■ Problem ■
Copy out the records below line for line, with no changes.

Records in a dataset:
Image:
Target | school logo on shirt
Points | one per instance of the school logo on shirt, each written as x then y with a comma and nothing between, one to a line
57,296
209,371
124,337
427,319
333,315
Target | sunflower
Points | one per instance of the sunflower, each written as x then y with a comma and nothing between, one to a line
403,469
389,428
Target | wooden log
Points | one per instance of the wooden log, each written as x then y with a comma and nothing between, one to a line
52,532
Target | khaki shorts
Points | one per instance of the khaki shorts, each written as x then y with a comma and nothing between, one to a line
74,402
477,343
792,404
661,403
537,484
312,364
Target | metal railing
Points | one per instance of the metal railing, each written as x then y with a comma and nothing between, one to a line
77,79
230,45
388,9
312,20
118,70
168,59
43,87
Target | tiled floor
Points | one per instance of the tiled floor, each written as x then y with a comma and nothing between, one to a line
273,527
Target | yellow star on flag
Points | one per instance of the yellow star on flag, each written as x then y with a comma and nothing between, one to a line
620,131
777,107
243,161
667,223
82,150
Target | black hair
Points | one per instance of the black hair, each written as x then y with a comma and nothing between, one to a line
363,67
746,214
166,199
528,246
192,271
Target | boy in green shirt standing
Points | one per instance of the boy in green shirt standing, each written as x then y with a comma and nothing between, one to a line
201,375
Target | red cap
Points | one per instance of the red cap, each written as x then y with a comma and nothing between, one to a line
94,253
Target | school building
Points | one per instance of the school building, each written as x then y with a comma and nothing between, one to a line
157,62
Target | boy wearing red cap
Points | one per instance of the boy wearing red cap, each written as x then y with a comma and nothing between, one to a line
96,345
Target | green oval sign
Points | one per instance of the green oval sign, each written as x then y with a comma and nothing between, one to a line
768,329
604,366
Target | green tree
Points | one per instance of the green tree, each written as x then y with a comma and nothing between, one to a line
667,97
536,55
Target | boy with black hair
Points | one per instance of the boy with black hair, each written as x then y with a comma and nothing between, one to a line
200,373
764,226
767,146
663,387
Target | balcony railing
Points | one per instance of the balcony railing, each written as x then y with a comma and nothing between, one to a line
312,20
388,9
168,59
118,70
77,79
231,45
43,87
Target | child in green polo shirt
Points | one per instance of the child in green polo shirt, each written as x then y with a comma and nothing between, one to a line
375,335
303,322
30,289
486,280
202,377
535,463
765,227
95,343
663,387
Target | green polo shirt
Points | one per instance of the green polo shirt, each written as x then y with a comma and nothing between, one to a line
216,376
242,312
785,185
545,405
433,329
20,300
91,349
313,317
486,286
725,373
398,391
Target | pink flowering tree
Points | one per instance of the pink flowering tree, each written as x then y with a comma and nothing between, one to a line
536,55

■ Exercise output ■
Image:
Target | school logo on shirt
Points | one per instance of the school logo on shirt, each written as x then y with a comma and nothing between, one to a line
57,296
209,371
124,337
427,319
333,315
Target | sunflower
Points | one per instance of the sunflower, each written as x then y with a comma and nothing between, one to a line
403,469
389,428
Target | wooden log
Points | one per instance of the wooden log, each written as x then y with a comma and nothing between, one to a line
52,532
Target | khaki shorts
Points | one per instance of the khaki shorts, each written as x then y with a comma and nothing between, one to a line
74,402
477,343
792,404
661,403
537,484
312,364
Target | metal railing
Points | one per instance of the metal railing, each written as x then y with a comma and nothing between, one to a line
77,79
230,45
388,9
312,20
118,70
168,59
43,87
Target | tiled floor
Points | one per instance of the tiled floor, each written as x then y with a comma and nothing between, one to a line
273,527
Target | yellow star on flag
Points | one per instance of the yellow star on flag, each written as x then y with a comma and nothing between, one to a line
620,131
777,107
243,161
667,223
82,150
Target | black hair
Points | one per instance of the black hair, each written as x then y with a comma and nothing between, one to a line
363,67
746,214
166,199
528,246
192,271
Target | boy in green shirt standing
Points | one per instance of the boy in green shirt standing, each written as x then y with a comma and nothing between, one to a line
201,375
Target | red cap
Points | one per instance of the red cap, each written as x then y with a comma and nothing between, one to a line
94,253
Target | school building
Points | one per instance of the school building, each written as x then y with a comma and nothing between, one to a line
157,62
Target | boy wearing red cap
Points | one per instance of the boy wearing red cap, each written as x then y with a comma and nothing between, one to a line
96,345
Target | green oval sign
Points | one per instance of the green oval sign, each written as x then y with a comma and nothing between, one to a line
768,329
604,366
Target | green tree
Points | one per instance of the green tree, each written as x then y with a comma and nothing between, one to a line
667,97
536,55
Target | boy with black hair
Points | one per instance of the boy with black hair, each written as x then y with a comma and nothing between, one to a line
200,373
764,226
767,146
663,387
Target | balcony railing
Points | one per instance of the balcony railing, each written as x then y with a comma and nothing between, one to a line
312,20
388,9
168,59
118,70
77,79
231,45
43,87
Target | child in green polo shirt
Points | one per instance of the child in green polo shirt, each written as x then y with a comma and nothing between, one to a line
375,335
303,322
30,289
486,280
202,377
535,463
765,227
95,343
663,387
Target | green polo shirt
Points | one per instance of the green polo shirt, each written as x then y with a comma and nothing between, one to a line
216,376
242,312
785,185
545,405
433,329
20,300
91,349
313,317
486,286
725,373
398,391
Target | pink flowering tree
Points | one per instance of the pink flowering tree, each written as x then y with a comma and nothing between, one to a line
536,55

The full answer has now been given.